* What this task involves:
Exactly the lines from the line containing "ceiling fan, which" through the last line of the entries below should appear in the answer, reproduced verbatim.

* The data:

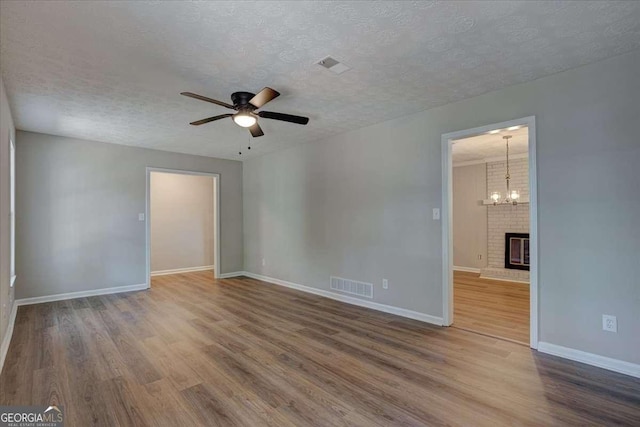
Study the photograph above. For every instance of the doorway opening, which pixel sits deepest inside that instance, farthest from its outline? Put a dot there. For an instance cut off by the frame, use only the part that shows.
(490, 231)
(183, 233)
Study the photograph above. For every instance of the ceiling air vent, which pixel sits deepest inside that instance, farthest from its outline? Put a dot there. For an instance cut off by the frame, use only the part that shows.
(352, 287)
(332, 65)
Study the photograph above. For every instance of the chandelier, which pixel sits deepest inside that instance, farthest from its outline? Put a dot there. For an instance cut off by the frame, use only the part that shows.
(512, 196)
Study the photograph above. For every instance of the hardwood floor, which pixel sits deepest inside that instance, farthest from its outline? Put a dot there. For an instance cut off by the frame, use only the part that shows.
(491, 307)
(195, 351)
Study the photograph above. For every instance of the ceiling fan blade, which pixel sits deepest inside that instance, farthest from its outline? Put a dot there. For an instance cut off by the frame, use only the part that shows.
(284, 117)
(256, 130)
(210, 119)
(204, 98)
(265, 95)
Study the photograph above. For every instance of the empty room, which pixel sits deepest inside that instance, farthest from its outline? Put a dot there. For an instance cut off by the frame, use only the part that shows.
(319, 213)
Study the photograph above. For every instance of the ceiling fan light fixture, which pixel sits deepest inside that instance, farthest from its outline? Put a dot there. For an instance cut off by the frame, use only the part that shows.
(245, 120)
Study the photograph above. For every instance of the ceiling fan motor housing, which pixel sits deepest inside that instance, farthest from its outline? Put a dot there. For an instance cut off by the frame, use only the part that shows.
(241, 100)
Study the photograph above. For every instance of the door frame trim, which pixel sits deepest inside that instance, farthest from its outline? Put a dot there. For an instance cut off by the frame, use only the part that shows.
(447, 219)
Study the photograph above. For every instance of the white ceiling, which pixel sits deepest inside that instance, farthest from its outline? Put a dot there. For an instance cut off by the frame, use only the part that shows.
(113, 71)
(490, 147)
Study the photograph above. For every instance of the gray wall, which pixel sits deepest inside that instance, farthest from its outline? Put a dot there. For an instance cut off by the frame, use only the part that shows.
(470, 216)
(6, 292)
(359, 204)
(181, 221)
(79, 201)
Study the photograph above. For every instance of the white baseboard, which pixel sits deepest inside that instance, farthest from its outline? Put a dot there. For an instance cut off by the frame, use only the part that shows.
(80, 294)
(351, 300)
(504, 279)
(8, 334)
(615, 365)
(230, 275)
(181, 270)
(467, 269)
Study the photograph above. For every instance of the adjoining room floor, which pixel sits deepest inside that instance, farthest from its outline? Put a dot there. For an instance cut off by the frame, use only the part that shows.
(492, 307)
(195, 351)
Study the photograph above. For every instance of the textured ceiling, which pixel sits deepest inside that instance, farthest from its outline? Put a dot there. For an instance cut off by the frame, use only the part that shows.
(113, 71)
(490, 146)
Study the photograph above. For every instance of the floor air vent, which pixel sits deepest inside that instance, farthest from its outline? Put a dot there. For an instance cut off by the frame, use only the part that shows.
(352, 287)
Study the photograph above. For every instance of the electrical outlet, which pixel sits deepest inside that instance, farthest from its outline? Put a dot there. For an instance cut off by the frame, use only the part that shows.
(609, 323)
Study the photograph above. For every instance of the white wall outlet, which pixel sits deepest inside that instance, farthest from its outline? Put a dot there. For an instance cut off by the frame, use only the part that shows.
(609, 323)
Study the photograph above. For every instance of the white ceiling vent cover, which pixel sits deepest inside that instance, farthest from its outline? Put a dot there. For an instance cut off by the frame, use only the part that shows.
(333, 65)
(353, 287)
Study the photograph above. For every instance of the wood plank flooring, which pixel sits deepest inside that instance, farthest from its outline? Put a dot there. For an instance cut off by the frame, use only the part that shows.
(492, 307)
(239, 352)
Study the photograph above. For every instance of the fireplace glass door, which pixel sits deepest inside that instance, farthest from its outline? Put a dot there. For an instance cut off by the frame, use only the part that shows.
(516, 251)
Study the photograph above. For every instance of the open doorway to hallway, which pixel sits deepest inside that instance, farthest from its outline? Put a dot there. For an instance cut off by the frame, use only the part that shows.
(182, 230)
(490, 242)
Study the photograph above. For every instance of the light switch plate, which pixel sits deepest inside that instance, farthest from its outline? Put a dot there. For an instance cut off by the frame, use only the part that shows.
(609, 323)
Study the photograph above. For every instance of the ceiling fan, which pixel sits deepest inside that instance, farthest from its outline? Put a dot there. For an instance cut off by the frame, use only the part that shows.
(246, 104)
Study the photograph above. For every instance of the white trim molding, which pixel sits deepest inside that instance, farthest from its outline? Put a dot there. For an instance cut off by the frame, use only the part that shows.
(6, 341)
(216, 214)
(181, 270)
(467, 269)
(410, 314)
(230, 275)
(447, 219)
(80, 294)
(615, 365)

* Answer space:
Study the photograph above. For every instance of the ceiling fan, which pixel sits deepest inside that instance, farthest from its outline? Put a dot there. For an instance cut off by the frame, use only the part that shows.
(246, 104)
Study the photograph above. For every instance of the white trim molding, which pixel sits deepest inside that instance, farthest from its outline? Put a dot there. For an instance cut off by the frame, use only the part that shows.
(6, 341)
(216, 214)
(181, 270)
(467, 269)
(410, 314)
(230, 275)
(447, 219)
(80, 294)
(615, 365)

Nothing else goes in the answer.